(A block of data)
※

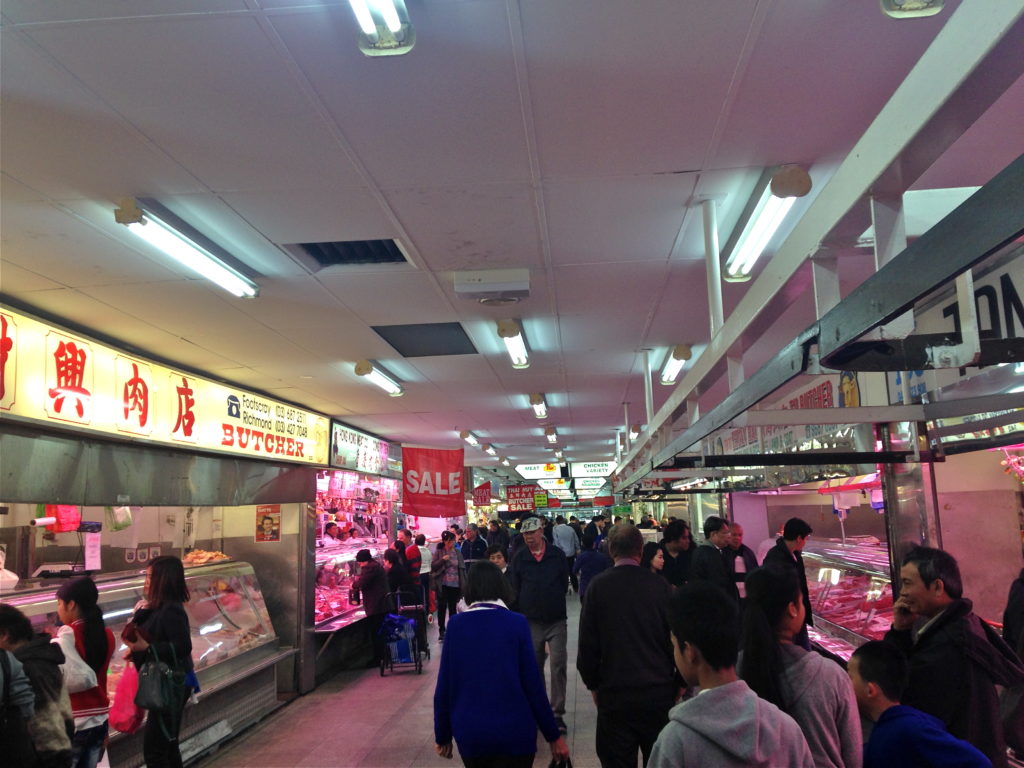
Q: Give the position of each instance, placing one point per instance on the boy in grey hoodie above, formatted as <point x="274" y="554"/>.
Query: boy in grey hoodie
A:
<point x="726" y="725"/>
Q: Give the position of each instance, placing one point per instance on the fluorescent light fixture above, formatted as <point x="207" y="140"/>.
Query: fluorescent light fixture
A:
<point x="361" y="10"/>
<point x="511" y="334"/>
<point x="540" y="407"/>
<point x="759" y="227"/>
<point x="675" y="361"/>
<point x="385" y="27"/>
<point x="373" y="371"/>
<point x="181" y="244"/>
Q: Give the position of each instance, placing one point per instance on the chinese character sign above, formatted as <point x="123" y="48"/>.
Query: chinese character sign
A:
<point x="62" y="378"/>
<point x="134" y="380"/>
<point x="8" y="360"/>
<point x="432" y="482"/>
<point x="69" y="378"/>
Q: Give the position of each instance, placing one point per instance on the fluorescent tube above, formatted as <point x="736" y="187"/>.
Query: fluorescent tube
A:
<point x="761" y="226"/>
<point x="184" y="251"/>
<point x="374" y="373"/>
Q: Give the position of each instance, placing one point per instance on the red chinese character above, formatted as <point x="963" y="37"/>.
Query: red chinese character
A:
<point x="71" y="372"/>
<point x="186" y="419"/>
<point x="5" y="346"/>
<point x="136" y="396"/>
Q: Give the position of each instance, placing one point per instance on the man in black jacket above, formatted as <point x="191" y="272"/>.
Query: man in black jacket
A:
<point x="625" y="653"/>
<point x="711" y="561"/>
<point x="787" y="553"/>
<point x="743" y="559"/>
<point x="539" y="574"/>
<point x="955" y="658"/>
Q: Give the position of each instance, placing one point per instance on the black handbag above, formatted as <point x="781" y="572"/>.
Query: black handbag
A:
<point x="161" y="685"/>
<point x="13" y="728"/>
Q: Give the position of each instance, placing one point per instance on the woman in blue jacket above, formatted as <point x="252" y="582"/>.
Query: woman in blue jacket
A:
<point x="493" y="718"/>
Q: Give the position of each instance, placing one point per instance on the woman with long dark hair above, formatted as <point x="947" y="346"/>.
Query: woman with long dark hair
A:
<point x="493" y="718"/>
<point x="83" y="623"/>
<point x="813" y="690"/>
<point x="448" y="572"/>
<point x="160" y="629"/>
<point x="652" y="558"/>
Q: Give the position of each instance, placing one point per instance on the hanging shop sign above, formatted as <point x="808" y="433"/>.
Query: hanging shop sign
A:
<point x="432" y="482"/>
<point x="997" y="295"/>
<point x="560" y="484"/>
<point x="50" y="376"/>
<point x="481" y="495"/>
<point x="591" y="469"/>
<point x="353" y="450"/>
<point x="521" y="498"/>
<point x="539" y="471"/>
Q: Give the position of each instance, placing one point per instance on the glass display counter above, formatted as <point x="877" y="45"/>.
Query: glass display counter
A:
<point x="850" y="591"/>
<point x="336" y="602"/>
<point x="235" y="647"/>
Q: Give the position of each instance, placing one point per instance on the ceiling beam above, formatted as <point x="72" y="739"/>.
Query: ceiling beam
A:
<point x="973" y="59"/>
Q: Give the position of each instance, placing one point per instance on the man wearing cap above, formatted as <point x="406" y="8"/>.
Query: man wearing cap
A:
<point x="474" y="546"/>
<point x="372" y="583"/>
<point x="539" y="574"/>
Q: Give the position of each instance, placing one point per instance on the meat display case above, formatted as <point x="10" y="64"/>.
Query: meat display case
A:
<point x="335" y="602"/>
<point x="235" y="648"/>
<point x="850" y="591"/>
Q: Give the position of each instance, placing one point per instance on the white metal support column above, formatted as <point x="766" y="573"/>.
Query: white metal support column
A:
<point x="712" y="257"/>
<point x="824" y="271"/>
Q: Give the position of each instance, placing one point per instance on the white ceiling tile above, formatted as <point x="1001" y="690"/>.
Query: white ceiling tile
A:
<point x="482" y="226"/>
<point x="646" y="102"/>
<point x="26" y="11"/>
<point x="459" y="83"/>
<point x="389" y="296"/>
<point x="64" y="143"/>
<point x="245" y="123"/>
<point x="311" y="215"/>
<point x="615" y="219"/>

※

• [TASK BRIEF]:
Send back exactly the lines from the line with "the man wearing" through the end of the records.

• [SOLUTION FOR THIS EXERCISE]:
Q: Give the position of each instance, placing one point per instance on the man wearing cap above, formatted as <point x="406" y="8"/>.
Query: man wearing cap
A:
<point x="474" y="546"/>
<point x="372" y="583"/>
<point x="539" y="574"/>
Q: Give the position of each instance, placing one point per instance on the meat display case above, formatted as <point x="10" y="64"/>.
Query: meat display case
A:
<point x="335" y="602"/>
<point x="235" y="648"/>
<point x="850" y="591"/>
Q: Give the position of each instance, placing one point per instance on the white metal support column above, formatted as <point x="766" y="573"/>.
Query: white metal support column
A:
<point x="712" y="257"/>
<point x="824" y="271"/>
Q: Give the position of each instance, placing one point per instance on the white ceiling tile above, formatted as <point x="1001" y="690"/>.
Query: white ceiling tile
A:
<point x="482" y="226"/>
<point x="646" y="102"/>
<point x="26" y="11"/>
<point x="459" y="83"/>
<point x="389" y="296"/>
<point x="64" y="143"/>
<point x="245" y="123"/>
<point x="311" y="215"/>
<point x="615" y="219"/>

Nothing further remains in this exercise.